EXCERPT PROVIDED:

Patients (or their parents) need to know a drug's risks

Tuesday, May 02, 2000

No one will ever know with absolute certainty what killed 9-month-old Gage E. Stevens. But the fact that this baby was one of at least 80 people who died while taking the anti-heartburn drug Propulsid makes it reasonable to assume that the drug could have played a role.

Coroner Cyril Wecht's decision to change the child's death certificate to indicate heart arrhythmia, a known side effect of the drug, rather than SIDS, seems equally reasonable.

Children's Hospital, where the child had been enrolled in a clinical trial of Propulsid before his death last November, argues that there had been no evidence of arrhythmia. But as both Dr. Wecht and Children's Medical Director Donald R. Fischer agree, there is no way to prove what caused Gage Stevens' death.

What is most disturbing about the case is that the consent form that the parents signed allowing Gage to be part of the trial said, incorrectly, that the drug had been approved for infants. The hospital said that the claim was made because it believed the approval was imminent, but that is hardly an acceptable explanation.

TASKS TO PERFORM:
1. Reproduce the Propulsid editorial word for word, starting with "Coroner Cyril Wecht's" and going on through "an acceptable explanation.".
2. According to the Propulsid editorial, what did the consent form signed by Gage Stevens' parents incorrectly say?
The entries below come from a source unrelated to the Propulsid editorial.

SOURCE MATERIAL:
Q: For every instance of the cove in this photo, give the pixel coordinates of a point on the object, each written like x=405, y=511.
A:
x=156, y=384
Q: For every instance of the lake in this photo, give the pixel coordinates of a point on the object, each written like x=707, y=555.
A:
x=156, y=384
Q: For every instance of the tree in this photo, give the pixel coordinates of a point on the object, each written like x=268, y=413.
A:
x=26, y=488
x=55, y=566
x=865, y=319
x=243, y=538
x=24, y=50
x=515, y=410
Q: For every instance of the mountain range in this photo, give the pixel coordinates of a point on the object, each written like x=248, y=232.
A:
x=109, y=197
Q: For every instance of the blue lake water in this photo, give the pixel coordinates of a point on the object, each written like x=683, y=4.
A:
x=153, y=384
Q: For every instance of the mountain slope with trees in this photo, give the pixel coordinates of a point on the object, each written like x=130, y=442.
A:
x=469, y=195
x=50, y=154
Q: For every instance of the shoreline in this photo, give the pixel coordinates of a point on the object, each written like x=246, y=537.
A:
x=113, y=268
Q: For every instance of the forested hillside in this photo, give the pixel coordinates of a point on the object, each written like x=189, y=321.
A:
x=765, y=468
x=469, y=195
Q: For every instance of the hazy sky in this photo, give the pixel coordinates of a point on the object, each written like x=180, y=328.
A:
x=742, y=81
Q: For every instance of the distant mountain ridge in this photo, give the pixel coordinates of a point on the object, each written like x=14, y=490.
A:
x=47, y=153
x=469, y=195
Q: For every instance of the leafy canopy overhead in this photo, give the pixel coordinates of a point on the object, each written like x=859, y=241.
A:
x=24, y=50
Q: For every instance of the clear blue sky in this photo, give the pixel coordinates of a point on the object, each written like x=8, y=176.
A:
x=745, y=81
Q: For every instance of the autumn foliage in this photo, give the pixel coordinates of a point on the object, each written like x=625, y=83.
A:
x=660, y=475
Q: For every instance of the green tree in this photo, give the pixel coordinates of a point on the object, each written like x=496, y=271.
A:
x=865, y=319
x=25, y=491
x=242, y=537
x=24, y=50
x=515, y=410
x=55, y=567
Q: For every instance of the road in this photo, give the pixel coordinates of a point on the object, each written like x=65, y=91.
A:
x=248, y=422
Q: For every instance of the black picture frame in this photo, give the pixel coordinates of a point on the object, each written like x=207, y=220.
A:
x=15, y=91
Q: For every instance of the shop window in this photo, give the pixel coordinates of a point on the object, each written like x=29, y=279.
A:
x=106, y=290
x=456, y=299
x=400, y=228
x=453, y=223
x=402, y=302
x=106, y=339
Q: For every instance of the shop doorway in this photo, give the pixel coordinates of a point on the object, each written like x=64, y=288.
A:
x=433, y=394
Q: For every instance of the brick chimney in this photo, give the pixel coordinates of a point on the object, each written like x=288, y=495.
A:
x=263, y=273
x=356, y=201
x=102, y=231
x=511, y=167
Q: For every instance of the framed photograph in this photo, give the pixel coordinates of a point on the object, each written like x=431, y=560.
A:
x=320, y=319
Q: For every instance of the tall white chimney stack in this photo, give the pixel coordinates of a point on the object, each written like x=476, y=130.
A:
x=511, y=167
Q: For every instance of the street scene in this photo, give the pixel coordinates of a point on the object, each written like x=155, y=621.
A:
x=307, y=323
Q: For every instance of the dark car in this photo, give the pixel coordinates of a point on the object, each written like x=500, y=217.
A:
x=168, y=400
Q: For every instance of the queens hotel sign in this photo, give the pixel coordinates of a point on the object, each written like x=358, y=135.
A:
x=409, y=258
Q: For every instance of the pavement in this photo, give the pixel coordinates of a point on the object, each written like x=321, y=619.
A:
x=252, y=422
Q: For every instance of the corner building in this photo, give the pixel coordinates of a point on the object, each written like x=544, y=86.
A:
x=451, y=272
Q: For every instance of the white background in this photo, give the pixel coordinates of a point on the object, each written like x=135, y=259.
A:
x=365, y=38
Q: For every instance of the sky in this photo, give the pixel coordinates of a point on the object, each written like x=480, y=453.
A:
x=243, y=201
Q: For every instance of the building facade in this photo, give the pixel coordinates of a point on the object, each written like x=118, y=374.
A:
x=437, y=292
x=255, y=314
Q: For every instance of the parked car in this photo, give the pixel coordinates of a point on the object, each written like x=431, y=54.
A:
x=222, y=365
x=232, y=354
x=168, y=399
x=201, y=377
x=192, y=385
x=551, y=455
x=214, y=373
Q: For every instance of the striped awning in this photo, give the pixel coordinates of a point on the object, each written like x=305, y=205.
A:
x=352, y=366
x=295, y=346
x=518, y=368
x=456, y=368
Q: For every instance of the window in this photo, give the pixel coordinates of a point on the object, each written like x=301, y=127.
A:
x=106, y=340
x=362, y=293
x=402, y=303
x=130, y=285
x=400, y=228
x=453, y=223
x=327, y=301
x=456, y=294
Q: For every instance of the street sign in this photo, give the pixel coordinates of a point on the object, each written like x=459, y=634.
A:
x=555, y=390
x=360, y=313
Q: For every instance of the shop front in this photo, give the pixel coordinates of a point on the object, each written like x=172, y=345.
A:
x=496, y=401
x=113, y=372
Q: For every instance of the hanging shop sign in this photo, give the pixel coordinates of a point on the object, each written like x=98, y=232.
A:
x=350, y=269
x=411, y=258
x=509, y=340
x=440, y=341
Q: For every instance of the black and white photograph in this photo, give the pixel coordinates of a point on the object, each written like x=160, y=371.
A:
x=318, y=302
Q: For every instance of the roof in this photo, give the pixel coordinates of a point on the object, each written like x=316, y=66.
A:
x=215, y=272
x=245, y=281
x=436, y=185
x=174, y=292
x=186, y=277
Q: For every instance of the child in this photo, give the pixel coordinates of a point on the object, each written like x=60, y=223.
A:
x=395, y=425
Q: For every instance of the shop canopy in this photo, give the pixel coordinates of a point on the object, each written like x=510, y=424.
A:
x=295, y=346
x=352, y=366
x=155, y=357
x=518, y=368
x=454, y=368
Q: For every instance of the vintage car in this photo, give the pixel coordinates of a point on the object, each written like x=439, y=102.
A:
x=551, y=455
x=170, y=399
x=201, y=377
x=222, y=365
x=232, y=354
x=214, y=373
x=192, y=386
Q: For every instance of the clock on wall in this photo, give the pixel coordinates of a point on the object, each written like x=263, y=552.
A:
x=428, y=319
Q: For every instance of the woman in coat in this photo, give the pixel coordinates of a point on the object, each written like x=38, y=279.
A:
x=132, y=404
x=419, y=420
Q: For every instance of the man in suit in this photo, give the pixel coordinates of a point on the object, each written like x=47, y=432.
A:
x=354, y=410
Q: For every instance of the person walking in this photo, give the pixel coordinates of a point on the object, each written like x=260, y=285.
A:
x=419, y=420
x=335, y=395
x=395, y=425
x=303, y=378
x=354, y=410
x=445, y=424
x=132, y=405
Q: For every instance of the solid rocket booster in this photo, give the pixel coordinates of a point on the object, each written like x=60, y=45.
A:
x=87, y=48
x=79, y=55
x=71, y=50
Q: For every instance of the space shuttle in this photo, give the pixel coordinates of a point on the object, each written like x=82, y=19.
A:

TASK SOLUTIONS:
1.
Coroner Cyril Wecht's decision to change the child's death certificate to indicate heart arrhythmia, a known side effect of the drug, rather than SIDS, seems equally reasonable.

Children's Hospital, where the child had been enrolled in a clinical trial of Propulsid before his death last November, argues that there had been no evidence of arrhythmia. But as both Dr. Wecht and Children's Medical Director Donald R. Fischer agree, there is no way to prove what caused Gage Stevens' death.

What is most disturbing about the case is that the consent form that the parents signed allowing Gage to be part of the trial said, incorrectly, that the drug had been approved for infants. The hospital said that the claim was made because it believed the approval was imminent, but that is hardly an acceptable explanation.

2. It said the drug had been approved for infants.